REQUIREMENT
The answer must repeat every record exactly, with no pictures in it.

DATA SECTION: Begin

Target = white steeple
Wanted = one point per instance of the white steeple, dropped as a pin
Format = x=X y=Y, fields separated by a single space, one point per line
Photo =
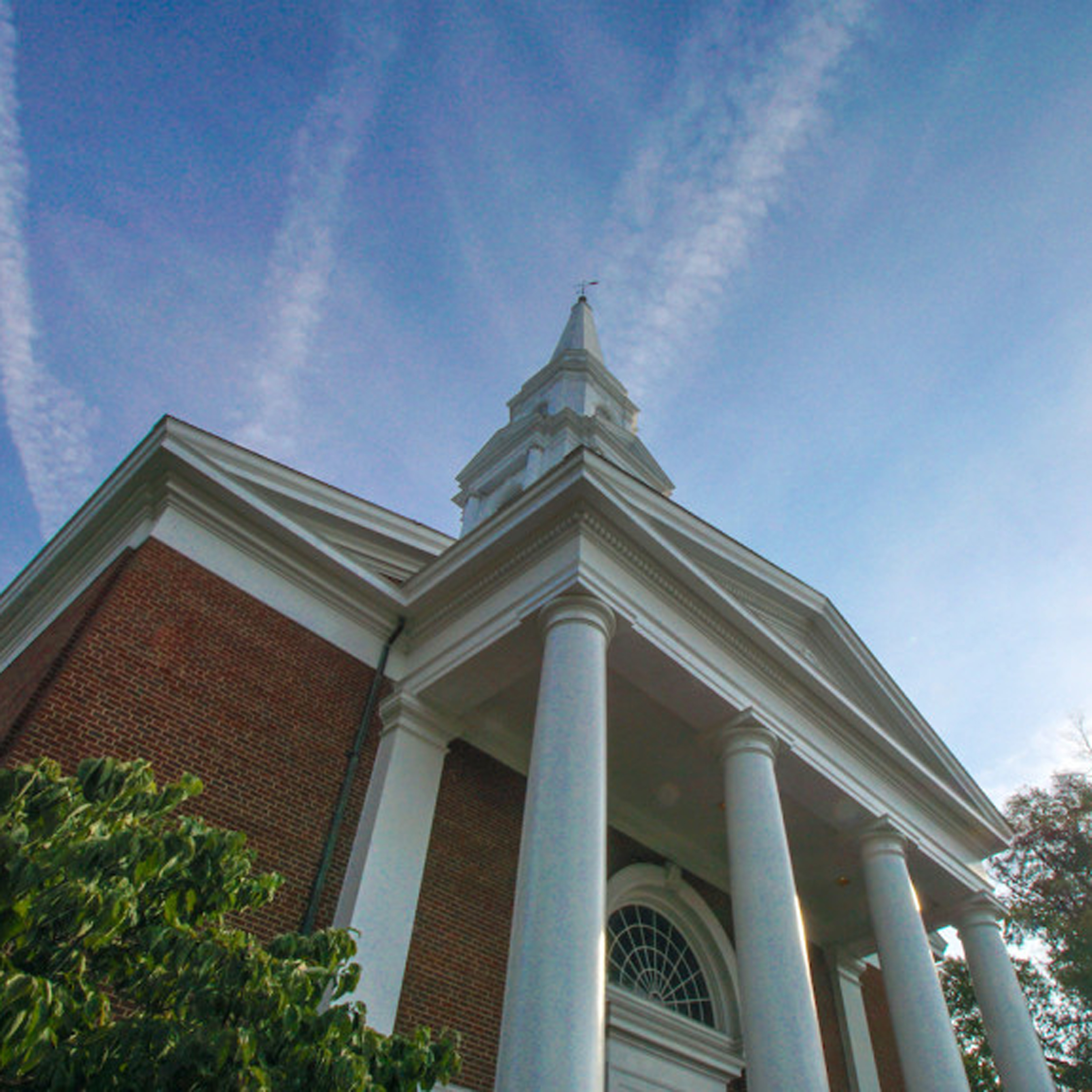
x=572 y=402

DATA SECTION: End

TASK RESPONSE
Target = white steeple
Wanted = one point per instance of the white steeple, dropped as a pin
Format = x=X y=Y, fields separated by a single space, one point per line
Photo =
x=572 y=402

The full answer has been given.